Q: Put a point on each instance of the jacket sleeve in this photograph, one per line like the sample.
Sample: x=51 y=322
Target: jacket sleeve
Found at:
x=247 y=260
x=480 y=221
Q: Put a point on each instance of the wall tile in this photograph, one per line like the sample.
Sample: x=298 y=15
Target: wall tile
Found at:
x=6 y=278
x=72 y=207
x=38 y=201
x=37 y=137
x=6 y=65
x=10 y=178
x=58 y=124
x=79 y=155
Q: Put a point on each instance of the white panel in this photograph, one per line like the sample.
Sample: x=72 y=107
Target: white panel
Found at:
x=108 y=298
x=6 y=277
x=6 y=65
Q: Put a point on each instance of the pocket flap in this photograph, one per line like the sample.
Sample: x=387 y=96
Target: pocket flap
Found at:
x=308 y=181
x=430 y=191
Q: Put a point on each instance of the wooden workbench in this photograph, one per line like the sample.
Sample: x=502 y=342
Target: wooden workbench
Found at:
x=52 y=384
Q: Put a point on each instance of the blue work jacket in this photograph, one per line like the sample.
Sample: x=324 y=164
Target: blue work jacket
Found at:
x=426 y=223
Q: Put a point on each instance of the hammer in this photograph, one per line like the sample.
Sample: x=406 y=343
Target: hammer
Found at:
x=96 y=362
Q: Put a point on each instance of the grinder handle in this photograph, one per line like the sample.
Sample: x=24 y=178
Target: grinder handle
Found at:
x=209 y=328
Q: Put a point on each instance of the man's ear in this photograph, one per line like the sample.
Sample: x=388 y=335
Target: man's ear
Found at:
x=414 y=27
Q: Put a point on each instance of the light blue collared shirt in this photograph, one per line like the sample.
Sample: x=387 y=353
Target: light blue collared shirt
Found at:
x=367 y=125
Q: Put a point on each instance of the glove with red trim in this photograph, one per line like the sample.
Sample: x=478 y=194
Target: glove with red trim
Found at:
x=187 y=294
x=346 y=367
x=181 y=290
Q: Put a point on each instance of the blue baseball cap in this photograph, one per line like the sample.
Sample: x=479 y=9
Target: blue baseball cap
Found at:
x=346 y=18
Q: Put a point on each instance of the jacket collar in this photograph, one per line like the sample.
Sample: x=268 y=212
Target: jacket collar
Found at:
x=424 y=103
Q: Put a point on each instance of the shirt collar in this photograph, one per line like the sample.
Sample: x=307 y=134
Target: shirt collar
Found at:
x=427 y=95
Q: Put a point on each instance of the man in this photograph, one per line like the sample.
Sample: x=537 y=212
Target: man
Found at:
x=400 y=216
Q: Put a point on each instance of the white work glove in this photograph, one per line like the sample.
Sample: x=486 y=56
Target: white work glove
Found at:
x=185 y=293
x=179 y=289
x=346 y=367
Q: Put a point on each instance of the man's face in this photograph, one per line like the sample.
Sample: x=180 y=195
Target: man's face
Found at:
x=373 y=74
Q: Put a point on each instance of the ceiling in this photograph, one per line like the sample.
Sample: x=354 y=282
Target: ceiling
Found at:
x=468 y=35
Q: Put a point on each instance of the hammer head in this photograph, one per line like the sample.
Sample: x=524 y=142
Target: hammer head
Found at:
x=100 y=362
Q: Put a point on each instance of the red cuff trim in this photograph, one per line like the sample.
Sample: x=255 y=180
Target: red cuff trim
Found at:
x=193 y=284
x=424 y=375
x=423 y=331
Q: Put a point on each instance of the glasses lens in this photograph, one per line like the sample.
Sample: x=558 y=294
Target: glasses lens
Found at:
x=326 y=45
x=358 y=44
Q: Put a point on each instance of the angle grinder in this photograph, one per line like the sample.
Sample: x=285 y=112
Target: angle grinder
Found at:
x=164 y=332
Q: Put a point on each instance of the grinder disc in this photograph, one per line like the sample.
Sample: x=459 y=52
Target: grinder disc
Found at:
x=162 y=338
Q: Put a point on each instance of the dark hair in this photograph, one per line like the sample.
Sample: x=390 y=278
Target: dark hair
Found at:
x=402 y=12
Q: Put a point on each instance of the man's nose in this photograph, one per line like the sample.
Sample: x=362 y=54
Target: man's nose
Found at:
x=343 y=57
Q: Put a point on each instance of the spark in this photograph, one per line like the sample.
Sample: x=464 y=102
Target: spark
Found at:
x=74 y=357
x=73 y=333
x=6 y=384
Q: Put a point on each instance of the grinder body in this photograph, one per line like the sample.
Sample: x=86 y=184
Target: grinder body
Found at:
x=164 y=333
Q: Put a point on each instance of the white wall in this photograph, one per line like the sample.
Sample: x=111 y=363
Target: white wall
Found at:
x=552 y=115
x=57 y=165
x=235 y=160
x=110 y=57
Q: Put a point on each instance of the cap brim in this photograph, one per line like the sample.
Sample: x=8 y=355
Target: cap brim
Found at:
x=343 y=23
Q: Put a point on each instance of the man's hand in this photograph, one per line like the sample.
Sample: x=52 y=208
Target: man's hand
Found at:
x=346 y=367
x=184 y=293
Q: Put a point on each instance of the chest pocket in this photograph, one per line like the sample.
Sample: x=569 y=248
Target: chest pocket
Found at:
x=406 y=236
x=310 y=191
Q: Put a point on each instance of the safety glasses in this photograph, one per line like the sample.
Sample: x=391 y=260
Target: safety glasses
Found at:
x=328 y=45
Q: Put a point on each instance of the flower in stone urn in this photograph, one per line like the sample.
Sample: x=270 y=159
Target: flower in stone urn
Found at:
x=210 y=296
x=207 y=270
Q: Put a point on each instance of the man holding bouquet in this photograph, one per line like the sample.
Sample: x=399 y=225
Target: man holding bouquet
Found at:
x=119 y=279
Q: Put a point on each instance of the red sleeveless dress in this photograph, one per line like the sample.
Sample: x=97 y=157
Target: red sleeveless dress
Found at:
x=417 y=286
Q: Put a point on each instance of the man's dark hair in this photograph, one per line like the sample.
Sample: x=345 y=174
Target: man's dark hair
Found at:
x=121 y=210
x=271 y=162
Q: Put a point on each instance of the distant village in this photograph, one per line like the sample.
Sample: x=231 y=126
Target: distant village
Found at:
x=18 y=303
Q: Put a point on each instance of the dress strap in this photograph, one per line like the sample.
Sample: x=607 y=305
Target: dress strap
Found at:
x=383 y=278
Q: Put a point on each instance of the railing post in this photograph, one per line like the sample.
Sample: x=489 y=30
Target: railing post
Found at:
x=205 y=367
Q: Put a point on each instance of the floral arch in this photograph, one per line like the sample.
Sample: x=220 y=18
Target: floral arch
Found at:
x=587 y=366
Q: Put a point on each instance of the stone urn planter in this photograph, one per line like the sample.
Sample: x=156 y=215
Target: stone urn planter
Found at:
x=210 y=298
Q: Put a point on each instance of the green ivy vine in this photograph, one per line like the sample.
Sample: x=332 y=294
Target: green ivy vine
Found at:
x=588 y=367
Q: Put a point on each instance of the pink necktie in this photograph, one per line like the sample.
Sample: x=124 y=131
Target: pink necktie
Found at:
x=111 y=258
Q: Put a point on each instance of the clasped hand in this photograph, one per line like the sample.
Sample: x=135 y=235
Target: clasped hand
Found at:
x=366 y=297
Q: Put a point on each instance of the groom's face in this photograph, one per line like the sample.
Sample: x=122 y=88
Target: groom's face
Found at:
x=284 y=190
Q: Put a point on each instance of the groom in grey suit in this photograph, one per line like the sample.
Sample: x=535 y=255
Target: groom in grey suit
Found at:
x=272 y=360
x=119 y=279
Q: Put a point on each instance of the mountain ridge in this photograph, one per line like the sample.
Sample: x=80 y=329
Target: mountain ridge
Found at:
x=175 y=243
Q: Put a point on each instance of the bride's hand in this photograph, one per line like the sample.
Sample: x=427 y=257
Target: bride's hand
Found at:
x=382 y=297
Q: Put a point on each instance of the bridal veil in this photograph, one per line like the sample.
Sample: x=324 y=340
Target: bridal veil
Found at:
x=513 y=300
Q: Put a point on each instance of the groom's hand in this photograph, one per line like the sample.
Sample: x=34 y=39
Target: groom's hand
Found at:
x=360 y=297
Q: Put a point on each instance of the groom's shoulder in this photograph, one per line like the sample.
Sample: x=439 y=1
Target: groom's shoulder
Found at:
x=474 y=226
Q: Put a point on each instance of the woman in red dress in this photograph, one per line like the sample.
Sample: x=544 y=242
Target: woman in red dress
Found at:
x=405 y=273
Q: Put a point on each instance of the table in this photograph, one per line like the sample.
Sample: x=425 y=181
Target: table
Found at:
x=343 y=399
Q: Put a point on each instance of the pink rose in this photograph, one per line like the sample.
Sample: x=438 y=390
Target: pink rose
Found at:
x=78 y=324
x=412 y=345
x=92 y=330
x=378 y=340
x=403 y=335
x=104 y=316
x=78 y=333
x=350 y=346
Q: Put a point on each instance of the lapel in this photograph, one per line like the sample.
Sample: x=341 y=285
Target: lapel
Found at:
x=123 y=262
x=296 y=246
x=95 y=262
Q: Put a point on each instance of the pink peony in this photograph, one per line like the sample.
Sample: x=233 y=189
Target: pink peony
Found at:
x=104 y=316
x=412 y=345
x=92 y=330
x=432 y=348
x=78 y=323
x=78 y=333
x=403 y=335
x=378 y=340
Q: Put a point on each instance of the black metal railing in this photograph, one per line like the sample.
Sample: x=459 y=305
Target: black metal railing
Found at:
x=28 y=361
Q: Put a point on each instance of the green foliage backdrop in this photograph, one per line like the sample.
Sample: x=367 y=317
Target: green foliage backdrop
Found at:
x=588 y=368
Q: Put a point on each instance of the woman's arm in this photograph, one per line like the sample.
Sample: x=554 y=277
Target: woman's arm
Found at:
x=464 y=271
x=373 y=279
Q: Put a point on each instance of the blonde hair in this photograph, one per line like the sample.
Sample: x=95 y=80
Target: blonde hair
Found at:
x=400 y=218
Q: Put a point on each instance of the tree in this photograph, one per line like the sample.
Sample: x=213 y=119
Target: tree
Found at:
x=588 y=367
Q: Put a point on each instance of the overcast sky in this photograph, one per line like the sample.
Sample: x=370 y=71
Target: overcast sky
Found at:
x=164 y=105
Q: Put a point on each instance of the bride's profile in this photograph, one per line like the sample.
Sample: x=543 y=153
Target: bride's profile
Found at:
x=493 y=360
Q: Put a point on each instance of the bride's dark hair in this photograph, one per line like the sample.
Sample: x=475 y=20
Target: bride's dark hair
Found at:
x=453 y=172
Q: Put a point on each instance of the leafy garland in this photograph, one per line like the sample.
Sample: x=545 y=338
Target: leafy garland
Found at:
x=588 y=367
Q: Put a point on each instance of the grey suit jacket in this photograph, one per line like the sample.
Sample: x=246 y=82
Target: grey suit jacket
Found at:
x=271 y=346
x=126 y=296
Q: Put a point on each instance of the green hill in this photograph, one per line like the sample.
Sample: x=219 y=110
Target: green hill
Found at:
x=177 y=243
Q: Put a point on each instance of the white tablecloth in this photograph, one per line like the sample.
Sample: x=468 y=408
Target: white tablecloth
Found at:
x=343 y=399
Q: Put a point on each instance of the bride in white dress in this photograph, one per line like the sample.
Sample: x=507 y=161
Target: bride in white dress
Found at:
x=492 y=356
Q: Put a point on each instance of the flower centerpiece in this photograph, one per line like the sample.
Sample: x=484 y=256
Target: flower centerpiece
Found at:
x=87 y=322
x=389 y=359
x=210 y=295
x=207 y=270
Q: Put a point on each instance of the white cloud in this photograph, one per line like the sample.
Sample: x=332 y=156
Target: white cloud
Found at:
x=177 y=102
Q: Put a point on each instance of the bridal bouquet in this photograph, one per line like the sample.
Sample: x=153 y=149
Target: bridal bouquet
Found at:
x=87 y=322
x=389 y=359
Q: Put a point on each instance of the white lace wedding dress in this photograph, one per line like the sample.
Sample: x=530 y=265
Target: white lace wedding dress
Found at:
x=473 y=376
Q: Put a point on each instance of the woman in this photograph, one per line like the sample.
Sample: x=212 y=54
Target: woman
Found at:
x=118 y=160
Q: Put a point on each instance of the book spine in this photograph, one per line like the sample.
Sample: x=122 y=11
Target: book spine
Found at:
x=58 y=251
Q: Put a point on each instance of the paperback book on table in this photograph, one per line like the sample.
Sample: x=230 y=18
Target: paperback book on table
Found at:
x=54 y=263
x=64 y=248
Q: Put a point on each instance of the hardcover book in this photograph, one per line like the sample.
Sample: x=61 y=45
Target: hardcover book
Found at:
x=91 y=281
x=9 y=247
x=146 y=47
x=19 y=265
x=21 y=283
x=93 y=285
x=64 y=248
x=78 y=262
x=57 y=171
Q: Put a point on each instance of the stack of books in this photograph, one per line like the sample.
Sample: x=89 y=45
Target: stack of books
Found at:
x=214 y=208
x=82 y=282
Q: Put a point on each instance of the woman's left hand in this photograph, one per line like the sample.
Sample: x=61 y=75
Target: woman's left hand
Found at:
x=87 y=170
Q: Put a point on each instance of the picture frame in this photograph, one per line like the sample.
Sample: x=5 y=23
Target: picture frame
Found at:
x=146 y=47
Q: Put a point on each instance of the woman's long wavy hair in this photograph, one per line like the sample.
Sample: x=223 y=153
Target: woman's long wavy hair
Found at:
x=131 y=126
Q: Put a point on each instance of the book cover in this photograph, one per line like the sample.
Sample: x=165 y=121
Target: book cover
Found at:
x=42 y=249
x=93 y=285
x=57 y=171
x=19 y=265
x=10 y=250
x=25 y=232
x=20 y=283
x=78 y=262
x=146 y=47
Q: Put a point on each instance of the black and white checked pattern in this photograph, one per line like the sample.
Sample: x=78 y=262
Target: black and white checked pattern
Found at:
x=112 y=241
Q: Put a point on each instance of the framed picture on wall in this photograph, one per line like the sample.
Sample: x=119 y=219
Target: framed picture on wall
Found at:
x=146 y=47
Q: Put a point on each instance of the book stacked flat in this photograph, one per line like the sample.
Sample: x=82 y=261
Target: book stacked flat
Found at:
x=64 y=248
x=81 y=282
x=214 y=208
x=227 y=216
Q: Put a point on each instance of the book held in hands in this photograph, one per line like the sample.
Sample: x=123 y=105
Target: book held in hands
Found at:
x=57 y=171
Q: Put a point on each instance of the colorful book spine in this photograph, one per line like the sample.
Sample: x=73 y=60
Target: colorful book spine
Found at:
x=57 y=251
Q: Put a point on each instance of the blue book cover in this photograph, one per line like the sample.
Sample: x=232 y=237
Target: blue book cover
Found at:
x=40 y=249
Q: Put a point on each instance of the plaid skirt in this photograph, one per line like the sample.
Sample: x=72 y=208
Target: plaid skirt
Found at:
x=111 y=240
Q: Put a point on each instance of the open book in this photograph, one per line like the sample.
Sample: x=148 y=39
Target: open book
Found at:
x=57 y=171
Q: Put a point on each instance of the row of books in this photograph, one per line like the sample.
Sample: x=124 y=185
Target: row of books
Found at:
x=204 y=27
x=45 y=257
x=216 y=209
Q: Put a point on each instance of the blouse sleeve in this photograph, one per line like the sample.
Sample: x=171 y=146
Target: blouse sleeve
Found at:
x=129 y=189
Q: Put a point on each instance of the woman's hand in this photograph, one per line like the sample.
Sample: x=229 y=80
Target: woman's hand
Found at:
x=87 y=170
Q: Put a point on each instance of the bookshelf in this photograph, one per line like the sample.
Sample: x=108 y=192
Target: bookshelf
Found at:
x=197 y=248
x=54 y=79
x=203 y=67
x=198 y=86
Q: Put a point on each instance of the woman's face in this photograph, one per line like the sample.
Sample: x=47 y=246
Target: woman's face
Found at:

++++++

EXERCISE DESCRIPTION - Rename "Target" to "Label" in the rows from the line containing "Q: Put a point on each instance of the red sleeveless" through the line containing "x=587 y=366", leaving everything else unchanged. Give back only those lines.

SOLUTION BELOW -
Q: Put a point on each instance of the red sleeveless dress in this photograph, one per line like the sample.
Sample: x=97 y=157
Label: red sleeveless dress
Found at:
x=417 y=286
Q: Put a point on each instance of the man's dark hair in this photograph, one per line like the sample.
Sample: x=345 y=174
Label: man's dark hair
Found at:
x=121 y=210
x=271 y=162
Q: Put a point on each instance of the distant village in this photograph, one per line like the sample.
Sample: x=231 y=126
Label: distant village
Found at:
x=18 y=303
Q: Put a point on each instance of the dress strap in this photograph, one per line like the sample.
Sample: x=607 y=305
Label: dress strap
Found at:
x=383 y=278
Q: Put a point on each instance of the railing post in this photograph, one per line like the sample.
Sample: x=489 y=30
Label: railing post
Found at:
x=205 y=367
Q: Put a point on each instance of the floral arch in this photograph, one per line like the sample.
Sample: x=220 y=18
Label: floral arch
Found at:
x=587 y=366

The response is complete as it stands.